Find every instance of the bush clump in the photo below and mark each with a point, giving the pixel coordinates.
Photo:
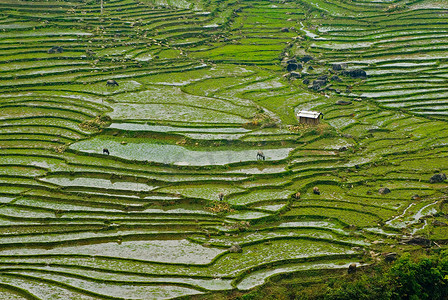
(96, 124)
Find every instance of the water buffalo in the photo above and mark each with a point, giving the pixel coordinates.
(111, 82)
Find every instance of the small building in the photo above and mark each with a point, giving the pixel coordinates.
(309, 117)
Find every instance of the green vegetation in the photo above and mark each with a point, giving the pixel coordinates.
(129, 149)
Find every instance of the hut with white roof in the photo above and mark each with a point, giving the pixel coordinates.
(309, 117)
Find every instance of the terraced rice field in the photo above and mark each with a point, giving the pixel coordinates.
(200, 91)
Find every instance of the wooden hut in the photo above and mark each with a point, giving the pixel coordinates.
(309, 117)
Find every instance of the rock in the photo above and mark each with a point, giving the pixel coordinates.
(343, 102)
(384, 191)
(322, 77)
(418, 240)
(111, 82)
(336, 78)
(235, 249)
(306, 58)
(338, 67)
(296, 195)
(390, 257)
(318, 84)
(356, 73)
(436, 178)
(295, 75)
(351, 269)
(438, 223)
(291, 67)
(55, 49)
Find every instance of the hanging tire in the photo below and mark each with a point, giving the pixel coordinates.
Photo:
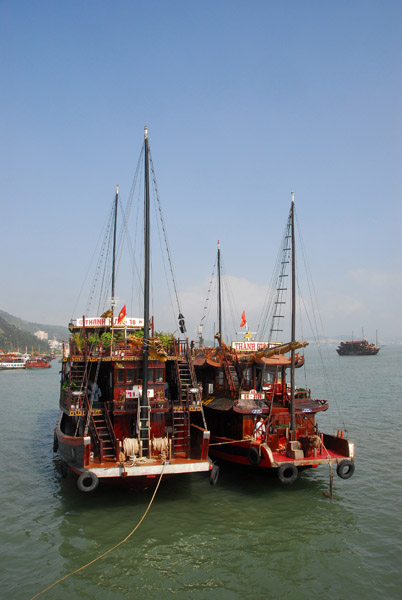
(87, 482)
(214, 475)
(345, 469)
(287, 473)
(253, 456)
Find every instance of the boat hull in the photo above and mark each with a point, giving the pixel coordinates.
(257, 455)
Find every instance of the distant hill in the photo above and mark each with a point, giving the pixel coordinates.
(17, 332)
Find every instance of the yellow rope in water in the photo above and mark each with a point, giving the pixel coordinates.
(110, 549)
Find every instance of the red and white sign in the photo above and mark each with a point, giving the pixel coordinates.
(252, 396)
(129, 322)
(253, 346)
(136, 392)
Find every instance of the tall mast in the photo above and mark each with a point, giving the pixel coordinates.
(219, 295)
(116, 200)
(144, 416)
(293, 332)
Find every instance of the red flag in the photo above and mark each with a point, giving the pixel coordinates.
(122, 315)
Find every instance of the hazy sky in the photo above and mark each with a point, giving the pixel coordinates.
(245, 101)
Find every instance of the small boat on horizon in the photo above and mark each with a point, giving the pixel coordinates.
(13, 360)
(357, 348)
(37, 363)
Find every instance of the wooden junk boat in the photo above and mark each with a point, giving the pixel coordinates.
(256, 415)
(357, 348)
(126, 395)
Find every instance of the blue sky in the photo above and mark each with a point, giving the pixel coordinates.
(245, 101)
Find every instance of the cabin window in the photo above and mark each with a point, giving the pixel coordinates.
(268, 377)
(130, 375)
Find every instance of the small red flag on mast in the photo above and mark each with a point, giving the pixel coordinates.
(122, 315)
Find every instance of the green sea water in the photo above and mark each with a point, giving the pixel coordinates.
(248, 537)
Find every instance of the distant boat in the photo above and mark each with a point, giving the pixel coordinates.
(13, 360)
(37, 363)
(256, 415)
(357, 348)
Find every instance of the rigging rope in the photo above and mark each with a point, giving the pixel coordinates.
(110, 549)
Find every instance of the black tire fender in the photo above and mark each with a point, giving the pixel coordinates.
(287, 473)
(253, 456)
(87, 482)
(214, 475)
(345, 469)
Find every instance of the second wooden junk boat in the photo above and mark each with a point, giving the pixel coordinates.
(257, 416)
(126, 395)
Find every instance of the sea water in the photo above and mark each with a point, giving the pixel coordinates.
(248, 537)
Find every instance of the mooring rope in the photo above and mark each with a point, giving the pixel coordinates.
(110, 549)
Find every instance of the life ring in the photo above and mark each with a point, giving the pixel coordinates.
(253, 456)
(213, 476)
(287, 473)
(87, 482)
(345, 469)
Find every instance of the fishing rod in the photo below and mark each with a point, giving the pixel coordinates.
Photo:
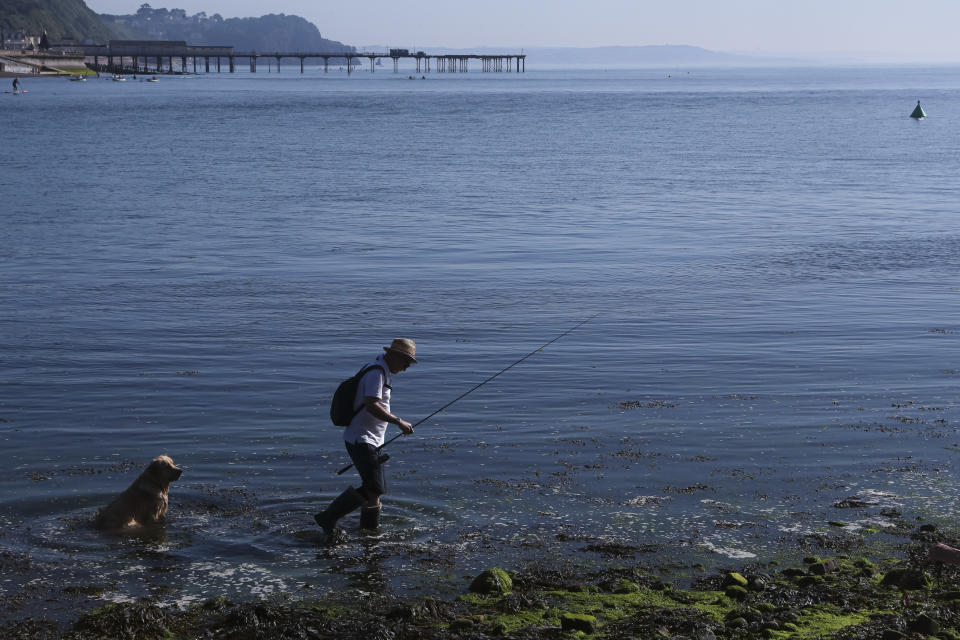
(465, 394)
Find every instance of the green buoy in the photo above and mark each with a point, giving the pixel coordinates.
(918, 112)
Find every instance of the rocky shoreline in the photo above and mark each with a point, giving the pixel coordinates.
(845, 596)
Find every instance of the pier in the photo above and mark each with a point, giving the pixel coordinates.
(145, 56)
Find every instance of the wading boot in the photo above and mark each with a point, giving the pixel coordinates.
(370, 518)
(341, 506)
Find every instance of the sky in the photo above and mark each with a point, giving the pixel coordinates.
(888, 30)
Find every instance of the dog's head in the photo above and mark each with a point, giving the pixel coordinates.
(163, 470)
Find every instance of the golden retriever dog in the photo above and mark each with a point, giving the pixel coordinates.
(145, 501)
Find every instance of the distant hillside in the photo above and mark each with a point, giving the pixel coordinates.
(61, 19)
(274, 32)
(641, 56)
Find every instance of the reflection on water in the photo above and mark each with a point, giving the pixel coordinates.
(777, 331)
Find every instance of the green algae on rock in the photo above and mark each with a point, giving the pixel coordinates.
(492, 581)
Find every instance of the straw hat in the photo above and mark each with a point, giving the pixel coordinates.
(403, 346)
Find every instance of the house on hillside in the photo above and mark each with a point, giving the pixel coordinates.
(17, 40)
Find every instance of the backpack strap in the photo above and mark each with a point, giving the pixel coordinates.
(360, 375)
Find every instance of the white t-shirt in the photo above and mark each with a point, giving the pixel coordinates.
(365, 427)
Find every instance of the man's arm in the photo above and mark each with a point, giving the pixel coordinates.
(373, 406)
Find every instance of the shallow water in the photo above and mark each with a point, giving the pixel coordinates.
(190, 266)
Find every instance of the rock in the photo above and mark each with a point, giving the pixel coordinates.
(578, 622)
(735, 579)
(492, 581)
(924, 624)
(906, 579)
(824, 567)
(809, 581)
(626, 586)
(735, 592)
(757, 583)
(461, 625)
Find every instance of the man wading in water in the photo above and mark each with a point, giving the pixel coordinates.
(366, 433)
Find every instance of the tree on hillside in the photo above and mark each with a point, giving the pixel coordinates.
(61, 19)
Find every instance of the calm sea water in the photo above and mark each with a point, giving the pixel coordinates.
(189, 267)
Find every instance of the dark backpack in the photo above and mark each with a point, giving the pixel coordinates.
(341, 407)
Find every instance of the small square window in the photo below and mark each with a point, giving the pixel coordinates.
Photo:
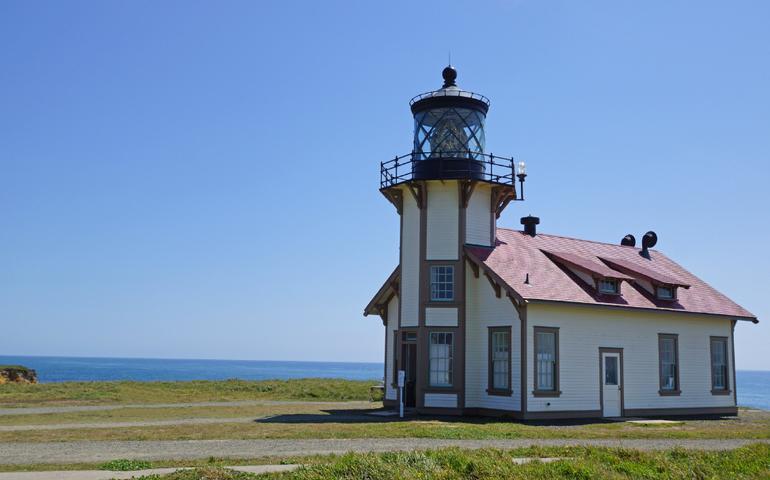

====

> **Problem to solve**
Go through the entries above and copy each line with "below" in it.

> **Result**
Find every instance of the bush clump in the photo below and mark each with a point, giving the pixel coordinates.
Find every instance of the hanging tire in the photo below and mark each with a point, giving the pixel coordinates.
Find every instance of the fishing rod in the photo below and mark each with a point, giving the pixel coordinates.
Find every instance of the small square window in the photo below and mark each with a point, giving the pixel coordinates.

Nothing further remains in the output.